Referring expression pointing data
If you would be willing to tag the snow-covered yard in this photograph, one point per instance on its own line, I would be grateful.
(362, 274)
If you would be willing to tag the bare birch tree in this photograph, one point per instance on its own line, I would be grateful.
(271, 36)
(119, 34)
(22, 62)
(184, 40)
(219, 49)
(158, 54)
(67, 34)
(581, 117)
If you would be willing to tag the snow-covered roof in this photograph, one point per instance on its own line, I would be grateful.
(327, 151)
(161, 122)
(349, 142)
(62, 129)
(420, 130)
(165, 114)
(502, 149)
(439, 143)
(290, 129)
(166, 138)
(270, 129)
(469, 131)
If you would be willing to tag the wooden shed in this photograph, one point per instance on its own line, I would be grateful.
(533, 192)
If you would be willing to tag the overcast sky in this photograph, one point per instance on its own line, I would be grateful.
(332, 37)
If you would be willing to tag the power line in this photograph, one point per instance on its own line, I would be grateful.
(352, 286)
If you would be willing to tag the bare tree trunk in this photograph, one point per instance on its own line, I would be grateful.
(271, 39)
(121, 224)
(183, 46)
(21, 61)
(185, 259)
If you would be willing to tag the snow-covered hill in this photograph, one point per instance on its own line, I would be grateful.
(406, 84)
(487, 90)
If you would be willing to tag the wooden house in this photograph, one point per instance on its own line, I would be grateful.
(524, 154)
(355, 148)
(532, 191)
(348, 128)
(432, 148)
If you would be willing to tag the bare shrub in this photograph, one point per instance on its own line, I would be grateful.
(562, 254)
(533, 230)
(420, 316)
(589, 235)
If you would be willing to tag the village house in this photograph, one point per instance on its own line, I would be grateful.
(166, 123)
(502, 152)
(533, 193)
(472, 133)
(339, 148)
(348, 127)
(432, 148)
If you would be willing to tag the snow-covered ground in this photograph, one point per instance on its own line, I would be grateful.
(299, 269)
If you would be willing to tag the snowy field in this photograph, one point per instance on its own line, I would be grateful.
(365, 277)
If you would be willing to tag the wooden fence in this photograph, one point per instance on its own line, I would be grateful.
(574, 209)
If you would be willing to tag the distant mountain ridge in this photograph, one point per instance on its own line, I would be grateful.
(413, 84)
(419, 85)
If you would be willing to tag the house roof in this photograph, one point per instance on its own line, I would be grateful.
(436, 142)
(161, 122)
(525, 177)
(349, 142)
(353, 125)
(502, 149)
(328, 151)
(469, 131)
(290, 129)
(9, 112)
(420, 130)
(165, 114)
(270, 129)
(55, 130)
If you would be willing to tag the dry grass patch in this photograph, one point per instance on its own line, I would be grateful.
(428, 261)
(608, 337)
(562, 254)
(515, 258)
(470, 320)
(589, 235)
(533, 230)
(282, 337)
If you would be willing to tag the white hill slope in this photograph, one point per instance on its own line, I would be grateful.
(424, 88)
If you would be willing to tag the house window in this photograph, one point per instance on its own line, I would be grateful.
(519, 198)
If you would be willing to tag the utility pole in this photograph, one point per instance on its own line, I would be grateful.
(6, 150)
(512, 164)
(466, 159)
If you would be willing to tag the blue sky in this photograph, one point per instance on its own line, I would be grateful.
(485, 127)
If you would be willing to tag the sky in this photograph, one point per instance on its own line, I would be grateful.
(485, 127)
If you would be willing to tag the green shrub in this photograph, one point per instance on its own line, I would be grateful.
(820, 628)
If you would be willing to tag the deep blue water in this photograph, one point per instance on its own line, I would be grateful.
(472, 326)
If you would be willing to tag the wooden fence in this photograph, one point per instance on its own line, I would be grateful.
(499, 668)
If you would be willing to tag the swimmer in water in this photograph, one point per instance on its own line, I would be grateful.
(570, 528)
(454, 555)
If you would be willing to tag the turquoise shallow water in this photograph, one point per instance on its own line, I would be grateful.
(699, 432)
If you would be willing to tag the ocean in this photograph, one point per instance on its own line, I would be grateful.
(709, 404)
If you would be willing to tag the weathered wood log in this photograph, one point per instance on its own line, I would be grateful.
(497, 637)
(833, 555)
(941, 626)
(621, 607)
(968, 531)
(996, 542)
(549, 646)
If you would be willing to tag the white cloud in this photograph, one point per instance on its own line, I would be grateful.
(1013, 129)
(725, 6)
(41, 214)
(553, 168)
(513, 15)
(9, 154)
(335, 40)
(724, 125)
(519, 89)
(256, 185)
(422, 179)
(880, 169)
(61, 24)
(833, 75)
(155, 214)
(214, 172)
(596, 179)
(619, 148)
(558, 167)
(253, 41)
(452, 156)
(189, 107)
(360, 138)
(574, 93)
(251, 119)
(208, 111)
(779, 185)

What to produce:
Each line of the data above needs to be returned exactly.

Result for this task:
If you would be willing to tag the snow-covered yard in this photograph, one point per instance on its own line, I would be grateful.
(362, 274)
If you would be willing to tag the bare birch tree in this photograph, one point per instance on its own line, I would be grateful.
(271, 36)
(119, 34)
(22, 62)
(184, 40)
(219, 49)
(158, 54)
(67, 34)
(581, 117)
If you would be willing to tag the snow-covered roof in this photograph, one point per instance on its own line, I would be grateful.
(327, 151)
(161, 122)
(349, 142)
(62, 129)
(420, 130)
(165, 114)
(502, 149)
(439, 143)
(290, 129)
(166, 138)
(270, 129)
(469, 131)
If you would be willing to tag the wooden shed in this photograph, one point per instance on its own line, I would be grateful.
(533, 192)
If you would be willing to tag the overcast sky in this photograph, one point per instance on its own line, I would be grateful.
(332, 37)
If you would be willing to tag the power line in this photograph, one point per instance on its own line, I would be grateful.
(352, 286)
If you would be willing to tag the bare tree trunk in this photograph, one point per instance on its own line, I would be grateful.
(271, 39)
(121, 224)
(183, 46)
(21, 61)
(185, 259)
If you would be willing to tag the snow-covered hill in this photograph, one point per instance on its own line, I would be grateful.
(406, 84)
(487, 90)
If you would be willing to tag the wooden house in this photograph, one point per instance on its own line, I would be grateful.
(524, 154)
(355, 148)
(532, 191)
(348, 128)
(432, 148)
If you would be willing to tag the bare shrub in this photograph, one point per instance on its own line, I would be grateful.
(562, 254)
(533, 230)
(420, 316)
(589, 235)
If you would be willing to tag the village house in this photograph, one point per instance on its own line, I would be grateful.
(166, 123)
(502, 152)
(533, 193)
(472, 133)
(339, 148)
(348, 127)
(432, 148)
If you would be willing to tag the snow-covered ground in this photograph, one point per instance on its own line, I would be grateful.
(299, 269)
If you would be willing to tag the snowy field in this photograph, one point per instance on its own line, I would be grateful.
(365, 277)
If you would be willing to tag the wooden fence in this photograph, one point per instance on its own line, I would be grateful.
(574, 209)
If you would be willing to tag the distant mountain ridge in this photograph, one point per instance on its own line, I would be grateful.
(413, 84)
(419, 85)
If you would be willing to tag the house roof in this photograph, one point per instance on its own line, I would be grateful.
(436, 142)
(161, 122)
(525, 177)
(349, 142)
(353, 125)
(502, 149)
(328, 151)
(469, 131)
(290, 129)
(9, 112)
(420, 130)
(165, 114)
(270, 129)
(55, 130)
If you would be willing to tag the dry grass patch in this photograph, one point per instance on its own line, I would be grateful.
(428, 261)
(608, 337)
(562, 254)
(515, 258)
(470, 320)
(589, 235)
(533, 230)
(282, 337)
If you would be willing to tag the white hill slope in this photograph, one point per instance on its own line, I would be grateful.
(424, 88)
If you would be willing to tag the house window in this photograph, one point per instance on its own line, I would be grateful.
(519, 198)
If you would be willing to tag the utility pole in this photograph, one point per instance on its own line, I would be grateful.
(6, 150)
(512, 164)
(466, 159)
If you would be willing to tag the blue sky in this photograph, one point per instance on its own line, I would be grateful.
(485, 127)
If you would be willing to tag the sky in this photograph, one point per instance on its own line, I would be grateful.
(485, 127)
If you would be willing to tag the green shrub in this photograph, one point per instance on its own line, I would be grateful.
(820, 628)
If you would be willing to tag the deep blue water in this photograph, one point per instance on its own line, I would be grateful.
(472, 326)
If you would be willing to tag the wooden fence in this photograph, one point per instance on its own line, I would be grateful.
(499, 668)
If you would be willing to tag the swimmer in water in this photograph, one point per instance on its own line, I would be grateful.
(570, 528)
(454, 555)
If you would be willing to tag the turquoise shallow water in this photograph, one point per instance on its own line, I would be grateful.
(699, 432)
If you would be willing to tag the ocean in this photograph, one point per instance on its own line, I would be grateful.
(709, 404)
If you would be willing to tag the weathered wood log in this photograph, one point per instance on its own line, I would be grateful.
(497, 637)
(833, 555)
(941, 626)
(621, 607)
(968, 531)
(996, 542)
(549, 646)
If you would be willing to tag the white cloud in this photograph, one point per instance on its own line, I would be grateful.
(1013, 129)
(725, 6)
(41, 214)
(553, 168)
(513, 15)
(9, 154)
(335, 40)
(724, 125)
(519, 89)
(256, 185)
(422, 179)
(880, 169)
(61, 24)
(833, 75)
(155, 214)
(214, 172)
(596, 179)
(619, 148)
(558, 167)
(253, 41)
(452, 156)
(189, 107)
(360, 138)
(574, 93)
(251, 119)
(208, 111)
(779, 185)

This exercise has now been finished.